GOAL OF THE EXERCISE
Copy out, unchanged, the lines of the entries below between the line holding "Get black coat" and the line holding "left=361, top=46, right=372, bottom=62", both included.

TASK MATERIAL
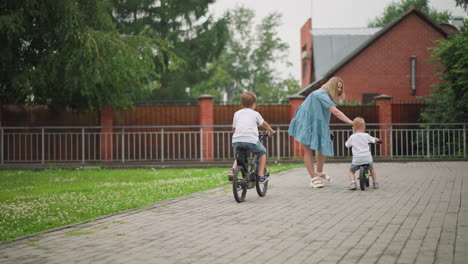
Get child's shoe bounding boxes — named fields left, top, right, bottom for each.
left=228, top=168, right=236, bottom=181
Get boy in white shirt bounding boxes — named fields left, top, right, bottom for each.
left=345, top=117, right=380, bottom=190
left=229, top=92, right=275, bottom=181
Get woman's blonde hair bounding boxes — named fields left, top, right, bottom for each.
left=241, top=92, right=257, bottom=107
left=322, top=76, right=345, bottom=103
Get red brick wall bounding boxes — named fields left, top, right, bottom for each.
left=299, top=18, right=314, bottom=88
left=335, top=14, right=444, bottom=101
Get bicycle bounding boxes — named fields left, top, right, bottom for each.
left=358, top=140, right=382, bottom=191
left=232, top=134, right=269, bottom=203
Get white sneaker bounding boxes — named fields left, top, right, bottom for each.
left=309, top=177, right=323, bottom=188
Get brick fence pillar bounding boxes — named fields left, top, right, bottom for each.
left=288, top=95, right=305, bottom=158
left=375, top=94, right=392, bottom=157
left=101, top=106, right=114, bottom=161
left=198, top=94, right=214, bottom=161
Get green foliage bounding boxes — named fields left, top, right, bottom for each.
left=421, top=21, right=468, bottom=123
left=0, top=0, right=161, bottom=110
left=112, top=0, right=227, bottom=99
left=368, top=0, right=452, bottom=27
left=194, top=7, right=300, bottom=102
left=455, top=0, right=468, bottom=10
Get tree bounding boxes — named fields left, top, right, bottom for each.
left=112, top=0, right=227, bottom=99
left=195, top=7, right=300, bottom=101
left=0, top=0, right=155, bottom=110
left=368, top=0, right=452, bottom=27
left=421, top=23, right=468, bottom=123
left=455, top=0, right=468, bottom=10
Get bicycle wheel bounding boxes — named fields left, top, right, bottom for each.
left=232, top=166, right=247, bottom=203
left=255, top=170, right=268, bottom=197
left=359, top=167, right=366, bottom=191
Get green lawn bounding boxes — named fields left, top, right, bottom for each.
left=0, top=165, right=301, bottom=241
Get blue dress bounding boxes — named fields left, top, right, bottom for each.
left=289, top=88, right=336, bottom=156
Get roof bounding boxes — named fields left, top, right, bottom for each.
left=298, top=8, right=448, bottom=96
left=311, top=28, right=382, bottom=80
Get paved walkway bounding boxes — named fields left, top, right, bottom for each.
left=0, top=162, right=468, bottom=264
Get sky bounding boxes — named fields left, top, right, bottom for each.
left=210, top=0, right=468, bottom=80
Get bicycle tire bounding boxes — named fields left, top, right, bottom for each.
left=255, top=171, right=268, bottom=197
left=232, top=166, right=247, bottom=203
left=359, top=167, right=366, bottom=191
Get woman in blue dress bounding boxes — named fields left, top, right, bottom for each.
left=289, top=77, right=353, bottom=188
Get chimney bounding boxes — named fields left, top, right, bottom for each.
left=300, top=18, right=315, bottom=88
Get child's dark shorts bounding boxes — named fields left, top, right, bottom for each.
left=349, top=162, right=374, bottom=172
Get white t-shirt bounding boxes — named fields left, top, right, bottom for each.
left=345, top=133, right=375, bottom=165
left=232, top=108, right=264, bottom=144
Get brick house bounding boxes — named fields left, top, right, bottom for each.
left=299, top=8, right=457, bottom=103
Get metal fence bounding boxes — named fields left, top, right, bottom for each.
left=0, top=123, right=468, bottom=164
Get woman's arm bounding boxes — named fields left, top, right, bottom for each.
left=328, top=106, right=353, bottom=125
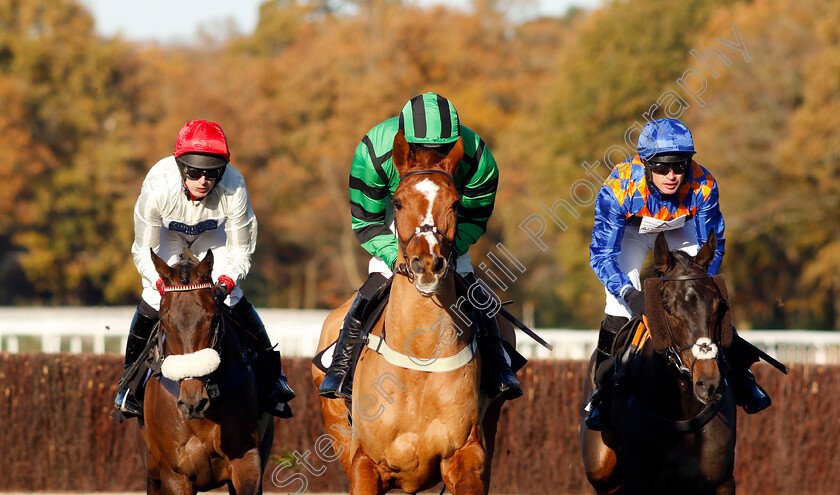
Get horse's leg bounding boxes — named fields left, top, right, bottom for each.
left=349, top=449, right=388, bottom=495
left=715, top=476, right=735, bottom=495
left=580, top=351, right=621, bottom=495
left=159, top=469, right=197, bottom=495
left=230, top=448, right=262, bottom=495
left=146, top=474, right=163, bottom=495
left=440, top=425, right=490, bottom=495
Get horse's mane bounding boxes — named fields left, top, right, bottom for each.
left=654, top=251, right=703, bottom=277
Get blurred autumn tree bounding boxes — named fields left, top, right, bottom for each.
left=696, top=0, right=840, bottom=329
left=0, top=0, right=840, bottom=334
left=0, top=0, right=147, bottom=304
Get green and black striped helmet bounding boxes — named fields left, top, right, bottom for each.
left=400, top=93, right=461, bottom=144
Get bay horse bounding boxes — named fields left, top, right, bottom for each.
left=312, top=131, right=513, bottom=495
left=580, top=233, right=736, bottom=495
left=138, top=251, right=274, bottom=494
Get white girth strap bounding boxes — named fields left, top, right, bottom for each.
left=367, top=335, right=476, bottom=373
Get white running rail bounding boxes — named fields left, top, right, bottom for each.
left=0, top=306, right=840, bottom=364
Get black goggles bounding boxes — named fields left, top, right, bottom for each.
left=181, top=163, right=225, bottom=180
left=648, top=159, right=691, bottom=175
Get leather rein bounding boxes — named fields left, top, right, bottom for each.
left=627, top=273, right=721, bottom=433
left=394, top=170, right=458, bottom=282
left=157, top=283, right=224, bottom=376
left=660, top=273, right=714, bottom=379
==
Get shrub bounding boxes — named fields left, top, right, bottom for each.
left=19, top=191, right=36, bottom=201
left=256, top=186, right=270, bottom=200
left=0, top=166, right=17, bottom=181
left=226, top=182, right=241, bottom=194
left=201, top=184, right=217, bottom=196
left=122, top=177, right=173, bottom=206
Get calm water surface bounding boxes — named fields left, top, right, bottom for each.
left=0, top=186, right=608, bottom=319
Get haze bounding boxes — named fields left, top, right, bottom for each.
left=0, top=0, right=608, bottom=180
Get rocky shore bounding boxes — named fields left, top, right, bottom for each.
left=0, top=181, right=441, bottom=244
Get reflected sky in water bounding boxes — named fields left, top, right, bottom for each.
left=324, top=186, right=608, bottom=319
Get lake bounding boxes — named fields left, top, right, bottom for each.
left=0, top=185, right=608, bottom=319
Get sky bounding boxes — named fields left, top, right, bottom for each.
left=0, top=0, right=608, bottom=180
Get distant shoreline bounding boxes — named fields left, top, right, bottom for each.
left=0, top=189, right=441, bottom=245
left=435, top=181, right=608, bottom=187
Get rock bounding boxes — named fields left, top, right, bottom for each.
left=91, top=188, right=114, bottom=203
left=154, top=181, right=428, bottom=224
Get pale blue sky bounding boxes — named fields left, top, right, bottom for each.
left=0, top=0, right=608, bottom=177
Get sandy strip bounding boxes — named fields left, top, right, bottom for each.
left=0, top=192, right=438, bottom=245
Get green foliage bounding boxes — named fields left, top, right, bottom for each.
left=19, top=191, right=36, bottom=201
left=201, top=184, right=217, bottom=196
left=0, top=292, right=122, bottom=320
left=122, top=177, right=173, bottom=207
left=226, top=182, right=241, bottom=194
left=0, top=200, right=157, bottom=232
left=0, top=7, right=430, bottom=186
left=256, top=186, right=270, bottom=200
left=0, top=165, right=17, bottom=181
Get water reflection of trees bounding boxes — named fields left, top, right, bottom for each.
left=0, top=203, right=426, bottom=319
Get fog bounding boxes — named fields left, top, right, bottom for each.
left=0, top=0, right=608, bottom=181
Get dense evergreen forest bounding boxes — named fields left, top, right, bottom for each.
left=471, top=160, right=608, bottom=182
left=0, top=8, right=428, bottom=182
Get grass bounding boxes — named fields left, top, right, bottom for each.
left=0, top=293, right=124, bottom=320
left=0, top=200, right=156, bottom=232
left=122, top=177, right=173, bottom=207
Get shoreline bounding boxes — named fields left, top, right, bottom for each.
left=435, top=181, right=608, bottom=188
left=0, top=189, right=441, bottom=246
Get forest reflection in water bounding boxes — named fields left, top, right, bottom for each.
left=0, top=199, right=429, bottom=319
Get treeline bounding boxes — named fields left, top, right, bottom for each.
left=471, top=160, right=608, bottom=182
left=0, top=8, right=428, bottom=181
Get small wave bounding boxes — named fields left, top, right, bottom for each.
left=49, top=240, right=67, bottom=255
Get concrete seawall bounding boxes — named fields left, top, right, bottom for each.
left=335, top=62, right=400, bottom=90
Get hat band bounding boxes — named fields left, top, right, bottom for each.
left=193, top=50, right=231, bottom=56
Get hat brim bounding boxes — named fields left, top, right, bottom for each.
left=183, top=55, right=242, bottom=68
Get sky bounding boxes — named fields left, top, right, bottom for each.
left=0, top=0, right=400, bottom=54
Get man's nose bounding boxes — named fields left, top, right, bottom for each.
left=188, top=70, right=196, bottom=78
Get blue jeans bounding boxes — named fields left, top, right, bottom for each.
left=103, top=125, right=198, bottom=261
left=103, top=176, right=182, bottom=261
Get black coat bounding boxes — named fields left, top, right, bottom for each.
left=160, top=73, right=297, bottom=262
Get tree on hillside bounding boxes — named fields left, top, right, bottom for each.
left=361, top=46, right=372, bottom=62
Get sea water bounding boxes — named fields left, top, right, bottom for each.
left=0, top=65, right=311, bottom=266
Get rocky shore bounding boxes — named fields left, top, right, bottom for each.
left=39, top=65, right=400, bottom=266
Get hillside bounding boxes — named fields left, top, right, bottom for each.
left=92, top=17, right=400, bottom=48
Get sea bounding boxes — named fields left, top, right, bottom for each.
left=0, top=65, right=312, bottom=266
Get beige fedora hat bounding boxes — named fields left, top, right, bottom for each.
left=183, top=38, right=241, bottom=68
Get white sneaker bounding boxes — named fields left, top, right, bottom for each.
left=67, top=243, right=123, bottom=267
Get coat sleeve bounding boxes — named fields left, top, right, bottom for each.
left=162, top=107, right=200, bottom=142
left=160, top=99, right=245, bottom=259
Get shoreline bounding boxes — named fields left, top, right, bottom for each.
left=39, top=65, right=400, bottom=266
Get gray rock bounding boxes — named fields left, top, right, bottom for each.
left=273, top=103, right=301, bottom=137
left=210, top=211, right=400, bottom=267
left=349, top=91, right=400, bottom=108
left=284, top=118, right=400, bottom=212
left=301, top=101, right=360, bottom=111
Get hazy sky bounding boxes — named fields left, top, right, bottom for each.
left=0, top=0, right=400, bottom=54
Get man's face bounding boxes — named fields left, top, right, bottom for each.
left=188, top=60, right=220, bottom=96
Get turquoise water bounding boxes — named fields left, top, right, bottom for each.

EXERCISE ANSWER
Get black coat bounding boxes — named fields left, top, right, bottom for each.
left=160, top=73, right=297, bottom=262
Get tree on hillside bounding boxes — named fields left, top, right, bottom for each.
left=361, top=46, right=372, bottom=62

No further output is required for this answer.